● **Records for the task**
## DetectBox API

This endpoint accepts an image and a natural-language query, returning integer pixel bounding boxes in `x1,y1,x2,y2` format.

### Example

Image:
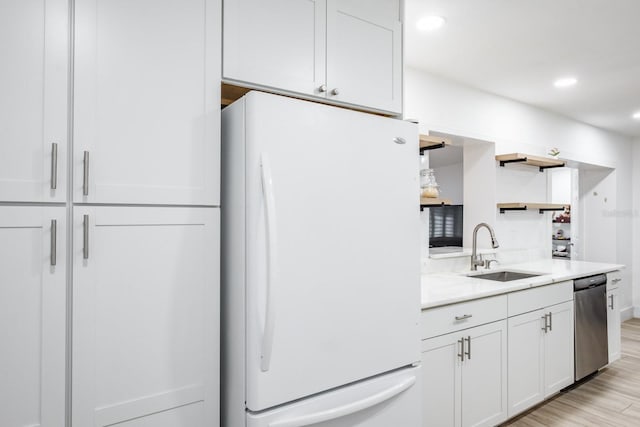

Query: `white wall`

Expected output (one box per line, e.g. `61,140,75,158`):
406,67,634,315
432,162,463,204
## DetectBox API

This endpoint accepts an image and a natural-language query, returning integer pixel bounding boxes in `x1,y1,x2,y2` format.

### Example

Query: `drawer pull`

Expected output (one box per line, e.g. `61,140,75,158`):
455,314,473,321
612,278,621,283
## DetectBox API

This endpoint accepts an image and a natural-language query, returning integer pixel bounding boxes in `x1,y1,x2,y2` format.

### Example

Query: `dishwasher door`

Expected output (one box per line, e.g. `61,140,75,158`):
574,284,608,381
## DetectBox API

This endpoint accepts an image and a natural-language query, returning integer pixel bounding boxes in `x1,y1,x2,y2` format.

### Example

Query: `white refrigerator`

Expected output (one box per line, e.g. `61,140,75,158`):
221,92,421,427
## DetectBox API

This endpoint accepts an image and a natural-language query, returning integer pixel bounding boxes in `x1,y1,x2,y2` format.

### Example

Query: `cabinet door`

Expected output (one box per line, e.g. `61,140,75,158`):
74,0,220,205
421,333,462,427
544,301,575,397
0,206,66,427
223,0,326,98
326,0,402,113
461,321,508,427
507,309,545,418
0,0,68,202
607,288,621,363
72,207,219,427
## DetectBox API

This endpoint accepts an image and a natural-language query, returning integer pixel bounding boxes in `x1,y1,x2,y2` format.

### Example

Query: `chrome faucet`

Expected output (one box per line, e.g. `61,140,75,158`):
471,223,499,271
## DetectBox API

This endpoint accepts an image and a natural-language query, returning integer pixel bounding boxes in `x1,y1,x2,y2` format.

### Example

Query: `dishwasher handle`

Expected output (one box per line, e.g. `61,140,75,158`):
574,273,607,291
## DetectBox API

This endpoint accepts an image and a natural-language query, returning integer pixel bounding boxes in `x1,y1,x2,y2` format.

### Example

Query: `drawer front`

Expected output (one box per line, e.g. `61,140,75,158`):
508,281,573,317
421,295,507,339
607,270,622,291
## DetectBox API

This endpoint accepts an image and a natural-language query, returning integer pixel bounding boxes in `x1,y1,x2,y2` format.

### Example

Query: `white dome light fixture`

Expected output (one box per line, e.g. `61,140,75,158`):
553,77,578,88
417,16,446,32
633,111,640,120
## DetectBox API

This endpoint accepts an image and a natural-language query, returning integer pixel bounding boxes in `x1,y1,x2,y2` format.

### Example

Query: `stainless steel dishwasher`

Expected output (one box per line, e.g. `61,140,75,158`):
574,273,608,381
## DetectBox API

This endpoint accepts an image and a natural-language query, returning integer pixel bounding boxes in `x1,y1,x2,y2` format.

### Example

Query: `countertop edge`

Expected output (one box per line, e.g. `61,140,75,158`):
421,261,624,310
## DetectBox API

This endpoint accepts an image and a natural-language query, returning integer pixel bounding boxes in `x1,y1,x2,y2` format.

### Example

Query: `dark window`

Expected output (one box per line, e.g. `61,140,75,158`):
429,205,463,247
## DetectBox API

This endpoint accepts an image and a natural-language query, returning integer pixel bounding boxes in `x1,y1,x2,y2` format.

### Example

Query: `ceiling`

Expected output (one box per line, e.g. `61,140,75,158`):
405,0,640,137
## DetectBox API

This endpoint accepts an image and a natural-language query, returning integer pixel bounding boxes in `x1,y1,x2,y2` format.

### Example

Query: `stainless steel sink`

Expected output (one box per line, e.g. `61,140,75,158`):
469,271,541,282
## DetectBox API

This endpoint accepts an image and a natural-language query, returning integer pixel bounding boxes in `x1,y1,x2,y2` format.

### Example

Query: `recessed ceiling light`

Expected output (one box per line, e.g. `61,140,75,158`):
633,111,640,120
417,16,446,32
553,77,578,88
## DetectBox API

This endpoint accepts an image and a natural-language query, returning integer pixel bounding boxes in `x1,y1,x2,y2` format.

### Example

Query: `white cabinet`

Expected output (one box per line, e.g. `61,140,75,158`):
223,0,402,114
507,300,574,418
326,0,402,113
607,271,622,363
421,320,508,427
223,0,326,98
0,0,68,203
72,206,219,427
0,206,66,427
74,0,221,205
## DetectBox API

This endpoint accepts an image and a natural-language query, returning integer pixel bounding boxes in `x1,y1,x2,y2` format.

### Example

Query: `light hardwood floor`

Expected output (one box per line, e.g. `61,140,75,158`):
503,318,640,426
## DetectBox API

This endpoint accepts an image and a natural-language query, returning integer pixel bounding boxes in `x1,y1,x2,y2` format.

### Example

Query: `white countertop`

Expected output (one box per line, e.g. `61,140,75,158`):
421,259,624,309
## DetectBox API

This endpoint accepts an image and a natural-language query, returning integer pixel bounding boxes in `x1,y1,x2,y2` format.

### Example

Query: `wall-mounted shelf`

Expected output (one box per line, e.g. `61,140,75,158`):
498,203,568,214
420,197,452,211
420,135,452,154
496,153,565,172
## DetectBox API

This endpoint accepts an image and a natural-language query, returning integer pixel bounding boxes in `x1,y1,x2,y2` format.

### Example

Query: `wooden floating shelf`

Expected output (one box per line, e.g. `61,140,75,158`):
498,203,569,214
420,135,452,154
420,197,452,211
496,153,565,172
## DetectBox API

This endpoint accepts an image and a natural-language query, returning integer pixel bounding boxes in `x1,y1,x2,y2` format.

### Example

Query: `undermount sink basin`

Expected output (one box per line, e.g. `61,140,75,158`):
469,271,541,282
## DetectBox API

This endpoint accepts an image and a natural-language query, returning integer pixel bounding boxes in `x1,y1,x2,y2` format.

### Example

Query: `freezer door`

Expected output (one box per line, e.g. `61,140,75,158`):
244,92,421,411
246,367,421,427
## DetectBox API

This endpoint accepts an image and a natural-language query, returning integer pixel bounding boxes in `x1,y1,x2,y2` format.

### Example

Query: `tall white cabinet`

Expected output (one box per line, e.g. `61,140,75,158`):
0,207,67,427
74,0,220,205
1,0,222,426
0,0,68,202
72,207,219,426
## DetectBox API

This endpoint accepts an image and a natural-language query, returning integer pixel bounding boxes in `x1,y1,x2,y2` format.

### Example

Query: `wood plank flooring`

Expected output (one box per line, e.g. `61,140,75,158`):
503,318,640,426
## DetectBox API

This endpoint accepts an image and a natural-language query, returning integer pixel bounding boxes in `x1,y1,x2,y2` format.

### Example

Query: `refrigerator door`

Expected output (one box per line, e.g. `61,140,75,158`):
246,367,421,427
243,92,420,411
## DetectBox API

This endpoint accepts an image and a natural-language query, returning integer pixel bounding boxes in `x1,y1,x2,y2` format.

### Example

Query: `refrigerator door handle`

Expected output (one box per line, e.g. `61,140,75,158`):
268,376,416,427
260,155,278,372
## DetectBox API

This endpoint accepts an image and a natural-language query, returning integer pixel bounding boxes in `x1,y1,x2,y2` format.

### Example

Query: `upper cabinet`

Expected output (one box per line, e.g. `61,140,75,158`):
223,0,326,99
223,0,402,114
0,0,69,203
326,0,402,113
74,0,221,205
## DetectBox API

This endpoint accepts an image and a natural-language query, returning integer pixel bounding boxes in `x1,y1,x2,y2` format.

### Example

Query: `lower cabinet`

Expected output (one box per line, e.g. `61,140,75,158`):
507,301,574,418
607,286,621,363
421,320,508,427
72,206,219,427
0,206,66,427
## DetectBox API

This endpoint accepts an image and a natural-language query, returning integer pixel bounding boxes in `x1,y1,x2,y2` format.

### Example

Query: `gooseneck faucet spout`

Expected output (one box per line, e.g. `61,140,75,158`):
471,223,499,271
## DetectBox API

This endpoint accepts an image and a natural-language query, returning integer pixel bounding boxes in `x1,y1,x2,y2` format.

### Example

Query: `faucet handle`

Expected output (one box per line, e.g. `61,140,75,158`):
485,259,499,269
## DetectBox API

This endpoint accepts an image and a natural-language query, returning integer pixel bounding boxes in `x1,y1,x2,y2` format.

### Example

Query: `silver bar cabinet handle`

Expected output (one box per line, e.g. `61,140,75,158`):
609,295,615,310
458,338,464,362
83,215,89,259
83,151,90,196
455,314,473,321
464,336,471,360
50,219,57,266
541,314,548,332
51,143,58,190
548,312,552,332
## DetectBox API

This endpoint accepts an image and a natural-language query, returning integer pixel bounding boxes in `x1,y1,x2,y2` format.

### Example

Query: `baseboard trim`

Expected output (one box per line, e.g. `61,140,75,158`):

● **Problem to solve**
The answer should be nothing but the number of lines above that contain "wall".

● **Solution to this problem**
2